SELECTED TEXT.
※ ※ ※
Four decades have passed since newspaper articles and then-WABC-TV reporter Geraldo Rivera’s hidden camera revealed squalid conditions at Staten Island’s Willowbrook State School for the mentally disabled. It sparked a national movement to close all state institutions.

The real scandal was to follow.

With asylums shut and nowhere to put the desperately insane, we’ve been left with a hodgepodge of community-based programs in which the sick and sometimes violent choose to live on the streets, skipping their meds.

Davis is not the first to act out, cops say. In 2005, 10-month-old Isabella Avins was stabbed by loony-tunes Bernard Derr, who went off his meds despite living in “supportive’’ housing in Washington Heights. The child survived.
※ ※ ※
[Referring-expression pointing data]
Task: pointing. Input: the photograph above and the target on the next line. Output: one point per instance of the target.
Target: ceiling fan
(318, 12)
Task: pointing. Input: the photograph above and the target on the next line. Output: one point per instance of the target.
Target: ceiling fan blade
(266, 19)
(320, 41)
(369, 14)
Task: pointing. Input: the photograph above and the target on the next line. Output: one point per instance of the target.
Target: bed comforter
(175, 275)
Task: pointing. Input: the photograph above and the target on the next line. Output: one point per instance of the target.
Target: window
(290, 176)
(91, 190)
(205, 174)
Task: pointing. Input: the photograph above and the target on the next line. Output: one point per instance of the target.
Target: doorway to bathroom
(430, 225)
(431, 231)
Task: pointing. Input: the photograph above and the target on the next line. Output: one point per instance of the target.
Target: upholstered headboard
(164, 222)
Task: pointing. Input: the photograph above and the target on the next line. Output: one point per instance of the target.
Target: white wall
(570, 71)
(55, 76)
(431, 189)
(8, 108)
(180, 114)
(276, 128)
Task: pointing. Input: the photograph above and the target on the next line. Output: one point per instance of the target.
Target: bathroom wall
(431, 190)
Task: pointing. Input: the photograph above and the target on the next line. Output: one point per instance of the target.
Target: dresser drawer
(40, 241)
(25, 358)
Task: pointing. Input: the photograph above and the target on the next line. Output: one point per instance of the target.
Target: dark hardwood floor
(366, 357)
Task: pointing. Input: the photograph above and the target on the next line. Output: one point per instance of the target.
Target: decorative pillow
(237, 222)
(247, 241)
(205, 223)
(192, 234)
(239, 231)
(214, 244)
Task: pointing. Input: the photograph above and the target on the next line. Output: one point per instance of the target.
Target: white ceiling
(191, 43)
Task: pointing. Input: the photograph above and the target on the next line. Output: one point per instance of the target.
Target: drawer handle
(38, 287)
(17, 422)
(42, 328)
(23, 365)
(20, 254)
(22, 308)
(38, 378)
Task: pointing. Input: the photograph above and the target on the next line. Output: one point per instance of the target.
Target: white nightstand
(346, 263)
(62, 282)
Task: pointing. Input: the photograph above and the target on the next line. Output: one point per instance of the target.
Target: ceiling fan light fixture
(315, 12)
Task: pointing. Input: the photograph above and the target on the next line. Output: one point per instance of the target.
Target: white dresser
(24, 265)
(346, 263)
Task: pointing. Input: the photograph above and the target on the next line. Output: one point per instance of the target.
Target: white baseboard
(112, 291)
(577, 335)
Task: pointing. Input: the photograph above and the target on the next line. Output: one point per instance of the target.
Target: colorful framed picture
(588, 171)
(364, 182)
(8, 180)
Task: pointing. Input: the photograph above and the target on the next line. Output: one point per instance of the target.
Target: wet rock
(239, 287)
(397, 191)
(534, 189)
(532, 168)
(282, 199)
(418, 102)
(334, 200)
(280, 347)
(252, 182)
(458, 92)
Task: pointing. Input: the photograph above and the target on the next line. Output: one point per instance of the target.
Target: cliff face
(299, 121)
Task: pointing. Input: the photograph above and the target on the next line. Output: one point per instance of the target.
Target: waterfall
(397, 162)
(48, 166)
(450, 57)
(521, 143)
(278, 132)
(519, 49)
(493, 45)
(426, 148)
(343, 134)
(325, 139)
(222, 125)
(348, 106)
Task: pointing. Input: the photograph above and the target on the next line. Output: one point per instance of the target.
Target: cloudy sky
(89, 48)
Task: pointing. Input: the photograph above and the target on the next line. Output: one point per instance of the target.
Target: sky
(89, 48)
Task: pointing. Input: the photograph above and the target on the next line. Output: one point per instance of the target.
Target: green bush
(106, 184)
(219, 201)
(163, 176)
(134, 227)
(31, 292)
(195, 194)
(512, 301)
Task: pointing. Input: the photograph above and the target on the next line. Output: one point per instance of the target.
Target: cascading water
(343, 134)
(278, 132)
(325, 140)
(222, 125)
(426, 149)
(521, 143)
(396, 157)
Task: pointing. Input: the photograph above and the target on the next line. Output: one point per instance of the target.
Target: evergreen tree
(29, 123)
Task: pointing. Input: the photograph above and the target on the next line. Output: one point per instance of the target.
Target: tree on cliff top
※ ※ ※
REQUIRED WORK.
Decide whether each statement agrees with the Willowbrook passage, answering yes or no and quoting the words of the passage that settle it. (a) The Willowbrook State School was on Staten Island. (b) The Willowbrook conditions came to light about ten years before the passage was written. (c) The child stabbed in 2005 survived. The data are drawn from a separate source.

ANSWER TO THE PROBLEM.
(a) Yes: "Staten Island’s Willowbrook State School"
(b) No: "Four decades have passed"
(c) Yes: "The child survived."